━━━ Data section ━━━

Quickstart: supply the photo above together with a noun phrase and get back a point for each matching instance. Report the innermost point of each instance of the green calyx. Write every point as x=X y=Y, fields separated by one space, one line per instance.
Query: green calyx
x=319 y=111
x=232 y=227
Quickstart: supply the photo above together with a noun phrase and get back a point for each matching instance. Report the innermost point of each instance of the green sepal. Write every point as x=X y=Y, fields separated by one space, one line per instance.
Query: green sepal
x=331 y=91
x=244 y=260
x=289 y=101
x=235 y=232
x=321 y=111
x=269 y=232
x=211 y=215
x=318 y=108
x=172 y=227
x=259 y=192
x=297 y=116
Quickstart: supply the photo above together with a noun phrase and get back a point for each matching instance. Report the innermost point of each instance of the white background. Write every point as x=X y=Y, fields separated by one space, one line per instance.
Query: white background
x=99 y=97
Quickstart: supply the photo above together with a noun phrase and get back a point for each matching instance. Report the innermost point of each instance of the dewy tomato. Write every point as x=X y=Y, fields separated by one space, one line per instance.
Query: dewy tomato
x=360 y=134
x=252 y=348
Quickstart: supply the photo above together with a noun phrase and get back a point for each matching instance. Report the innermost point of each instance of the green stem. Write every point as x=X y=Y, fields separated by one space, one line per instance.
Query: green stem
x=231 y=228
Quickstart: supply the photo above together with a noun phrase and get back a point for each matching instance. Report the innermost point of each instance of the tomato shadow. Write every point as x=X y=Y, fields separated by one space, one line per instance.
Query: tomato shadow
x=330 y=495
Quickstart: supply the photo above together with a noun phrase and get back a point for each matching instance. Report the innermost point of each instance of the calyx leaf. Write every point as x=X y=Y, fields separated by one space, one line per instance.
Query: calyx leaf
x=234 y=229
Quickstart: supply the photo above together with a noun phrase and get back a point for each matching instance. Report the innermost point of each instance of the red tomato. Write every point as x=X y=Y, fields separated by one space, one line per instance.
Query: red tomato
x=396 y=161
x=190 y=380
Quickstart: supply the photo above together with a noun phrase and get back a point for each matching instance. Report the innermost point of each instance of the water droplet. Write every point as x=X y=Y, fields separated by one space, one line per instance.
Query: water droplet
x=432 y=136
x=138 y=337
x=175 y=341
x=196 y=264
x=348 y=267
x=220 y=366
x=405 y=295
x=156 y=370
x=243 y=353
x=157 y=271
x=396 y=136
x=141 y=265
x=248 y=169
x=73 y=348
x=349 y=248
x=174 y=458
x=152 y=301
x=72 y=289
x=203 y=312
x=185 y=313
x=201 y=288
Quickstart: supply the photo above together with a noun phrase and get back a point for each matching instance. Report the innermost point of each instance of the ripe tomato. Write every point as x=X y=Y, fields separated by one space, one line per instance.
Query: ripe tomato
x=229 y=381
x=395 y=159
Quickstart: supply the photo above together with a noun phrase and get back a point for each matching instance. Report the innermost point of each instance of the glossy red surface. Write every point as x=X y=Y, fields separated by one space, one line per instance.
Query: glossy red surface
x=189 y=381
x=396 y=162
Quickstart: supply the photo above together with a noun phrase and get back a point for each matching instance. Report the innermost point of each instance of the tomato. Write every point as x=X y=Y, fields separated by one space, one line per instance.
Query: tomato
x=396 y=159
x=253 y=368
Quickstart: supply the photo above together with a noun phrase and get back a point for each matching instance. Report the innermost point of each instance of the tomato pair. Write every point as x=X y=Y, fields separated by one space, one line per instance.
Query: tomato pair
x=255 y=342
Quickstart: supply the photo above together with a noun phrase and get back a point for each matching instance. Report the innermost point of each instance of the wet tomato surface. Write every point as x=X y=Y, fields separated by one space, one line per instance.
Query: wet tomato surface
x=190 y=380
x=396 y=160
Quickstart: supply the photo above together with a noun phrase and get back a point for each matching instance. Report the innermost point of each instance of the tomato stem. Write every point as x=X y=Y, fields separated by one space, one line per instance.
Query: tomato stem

━━━

Print the lines of the listing from its first line up to and including the line with "x=232 y=227", reproducing each one verbatim.

▸ Response
Quickstart: supply the photo above together with a noun phrase and get back a point for each matching instance. Report the innermost point of each instance of the green calyx. Write every point as x=X y=Y, fields separated by one space, one line per instance.
Query: green calyx
x=319 y=111
x=232 y=227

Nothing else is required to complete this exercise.